PASSAGE TO READ:
========================================

Thursday, 2 April 2015

When there are (almost) no words

The photo below is now famous and rightly so - it shows a four-year old girl in a refugee camp, displaced by the Syrian Civil War, surrendering to a long-lens camera because she thinks it is a gun. There are almost no words for how wong this is, and in how many ways, nor for how angry it makes me (and many, many others). Almost. But it was suggested as a prompt by I am not a silent poet after much discussion about it on their facebook page and so I tried to articulate my anger...

In Atman Camp

I see you, power-hungry man,
stomach full of
belligerence and bile.
I see your guns and tanks,
their barrels,
your ill-concealed excitement
and over-compensation.
I see the lists of dead and wounded,
missing, disappeared,
bodies empty as shell-casings
swept into drifts,
their blue lips
your Viagra kiss.
I see the conquered territory
you piss on,
a few feet here,
a few feet there –
and I feel its never-again
poppy-strewn familiarity.
I see your callow excuses
for why you need a war
and why the suffering,
not yours,
is worth it.

I see all this
in the eyes of Adi Hudea,
one tiny refugee
surrendering to a more benevolent
sort of shot
than the one that took her father,
massacred at Hama.
I see her innocence
taken in infancy,
I see what you have done,
you and all your kind,
and I call you out.

========================================

BRIEF 1:
Find each line of the rows that contains the string "cloud", and copy it out. Matches must have the same case.
The post above and the rows after it have nothing to do with each other.

(Excerpts of location labeling data)
========================================

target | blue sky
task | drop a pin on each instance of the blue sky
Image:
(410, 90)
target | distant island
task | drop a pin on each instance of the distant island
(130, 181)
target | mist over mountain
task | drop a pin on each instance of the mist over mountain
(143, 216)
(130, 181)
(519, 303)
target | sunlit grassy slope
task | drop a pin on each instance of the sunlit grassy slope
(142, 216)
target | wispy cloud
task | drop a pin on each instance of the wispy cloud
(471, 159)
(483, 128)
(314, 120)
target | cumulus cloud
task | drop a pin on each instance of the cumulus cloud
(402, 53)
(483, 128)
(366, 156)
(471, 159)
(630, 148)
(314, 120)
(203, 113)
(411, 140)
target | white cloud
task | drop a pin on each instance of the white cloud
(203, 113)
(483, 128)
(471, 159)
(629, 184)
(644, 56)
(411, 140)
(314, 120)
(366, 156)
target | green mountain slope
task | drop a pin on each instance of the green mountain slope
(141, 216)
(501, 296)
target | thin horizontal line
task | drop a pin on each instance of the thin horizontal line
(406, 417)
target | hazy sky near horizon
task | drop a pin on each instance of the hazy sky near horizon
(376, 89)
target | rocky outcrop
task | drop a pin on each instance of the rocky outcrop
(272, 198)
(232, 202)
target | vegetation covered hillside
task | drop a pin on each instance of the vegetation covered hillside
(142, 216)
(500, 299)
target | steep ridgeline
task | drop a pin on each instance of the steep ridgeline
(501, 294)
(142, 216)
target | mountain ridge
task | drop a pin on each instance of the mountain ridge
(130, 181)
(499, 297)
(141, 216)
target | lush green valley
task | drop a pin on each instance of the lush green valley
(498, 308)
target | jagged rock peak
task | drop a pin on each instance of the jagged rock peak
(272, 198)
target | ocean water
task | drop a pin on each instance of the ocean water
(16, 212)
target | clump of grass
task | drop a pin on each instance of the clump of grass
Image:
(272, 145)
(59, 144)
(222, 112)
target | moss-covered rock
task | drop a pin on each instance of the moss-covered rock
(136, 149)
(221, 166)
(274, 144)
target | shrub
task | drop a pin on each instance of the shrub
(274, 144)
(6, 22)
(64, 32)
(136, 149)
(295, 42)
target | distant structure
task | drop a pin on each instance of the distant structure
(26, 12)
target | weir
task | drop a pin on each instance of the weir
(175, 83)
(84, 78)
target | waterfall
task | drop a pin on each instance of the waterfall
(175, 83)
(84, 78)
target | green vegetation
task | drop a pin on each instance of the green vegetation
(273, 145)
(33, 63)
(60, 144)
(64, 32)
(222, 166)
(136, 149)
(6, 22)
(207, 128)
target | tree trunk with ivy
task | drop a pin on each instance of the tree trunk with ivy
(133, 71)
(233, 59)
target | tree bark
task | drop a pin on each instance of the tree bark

========================================

BRIEF 2:
Copy every line of the poem in the post about the refugee girl that begins with the words "I see".

EXERCISE OUTPUT 1:
target | wispy cloud
task | drop a pin on each instance of the wispy cloud
target | cumulus cloud
task | drop a pin on each instance of the cumulus cloud
target | white cloud
task | drop a pin on each instance of the white cloud

EXERCISE OUTPUT 2:
I see you, power-hungry man,
I see your guns and tanks,
I see the lists of dead and wounded,
I see the conquered territory
I see your callow excuses
I see all this
I see her innocence
I see what you have done,